Dr_G_Giles.jpgCoalitions of Conscience

As the second reading of the 0.7% Aid Bill takes place, Dr. Graham Giles MBE encourages us to stand together seeing international development as a "hot issue" not a "hot potato". 

Labour Affiliates can punch above their weight on matters of moral responsibility by standing together, not least on the future aid budget.   ‘Christians on the Left’ are providing resources to help local church groups up and down the country to become more active in local and national politics.  ‘Labour Campaign for International Development’ has launched its door-step guide to give PPCs a really positive narrative about the values of British aid.  In his ‘CotL’ blog Rev Graham Hunter reminded that our historic heroes built coalitions of conscience to speak up for the interests of the downtrodden, marginalised and powerless.   We seek, he wrote, ‘to build a broad coalition to campaign for the goals of historic Christian Socialism, namely, equality, justice, the fight against poverty, and the battle for human dignity’.  On this LCID and CotL stand shoulder to shoulder.

I took two hours out recently to watch the movie “Belle”.  Dido Belle was the 18th  Century illegitimate mixed-race daughter of Lord Chief Justice Mansfield's nephew Admiral Sir John Lindsay and an African slave Maria Belle. Set at a time of legal significance when a court case is heard on what became known as the Zong massacre.  Children, women and men were thrown overboard from a slave ship and the owner filed with his insurance company for ‘cargo’ losses. Lord Mansfield ruled on this case in England's Court of King's Bench in a decision which contributed to the abolition of slavery in the British Colonies.  After the first trial, freed slave Olaudah Equiano brought news of the massacre to the attention of anti-slavery campaigners, who worked unsuccessfully to have the ship's crew prosecuted for murder.

### [Data provided]

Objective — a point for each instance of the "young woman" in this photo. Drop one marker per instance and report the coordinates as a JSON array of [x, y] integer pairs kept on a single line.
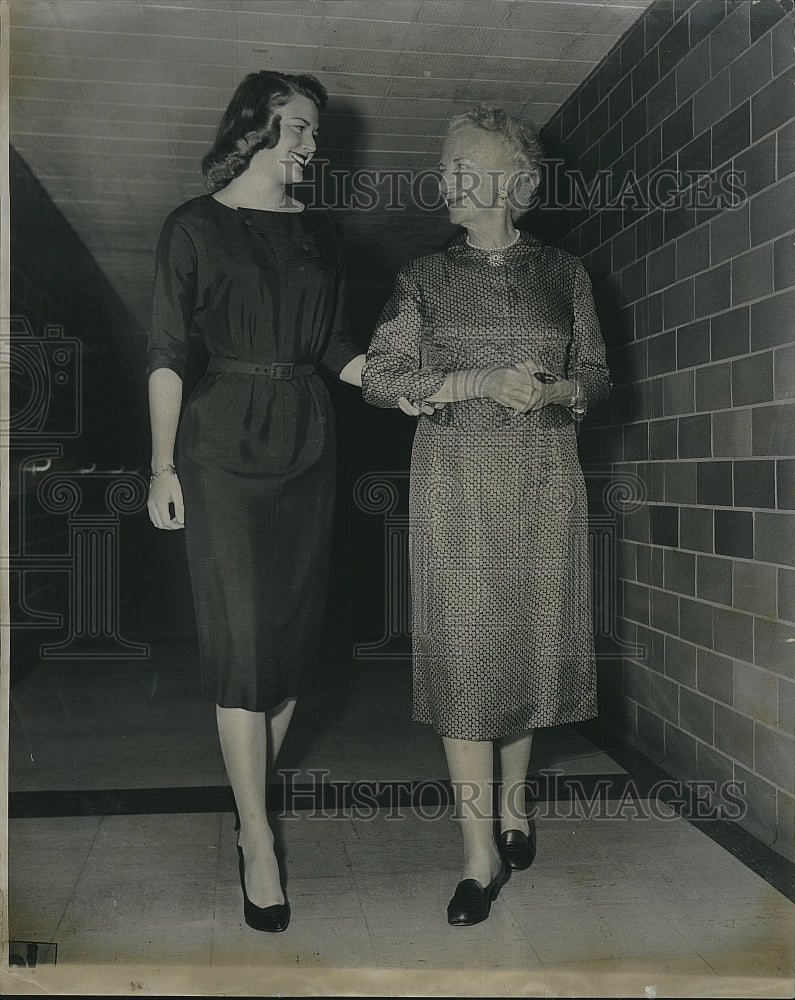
[[258, 276]]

### [Task directions]
Answer these questions from the article on coalitions of conscience.
(a) What has the Labour Campaign for International Development launched?
(b) Who was Dido Belle's mother?
(c) Who brought news of the Zong massacre to anti-slavery campaigners after the first trial?

### [Exercise output]
(a) A door-step guide that gives PPCs a positive narrative about the values of British aid.
(b) Maria Belle, an African slave.
(c) Olaudah Equiano, a freed slave.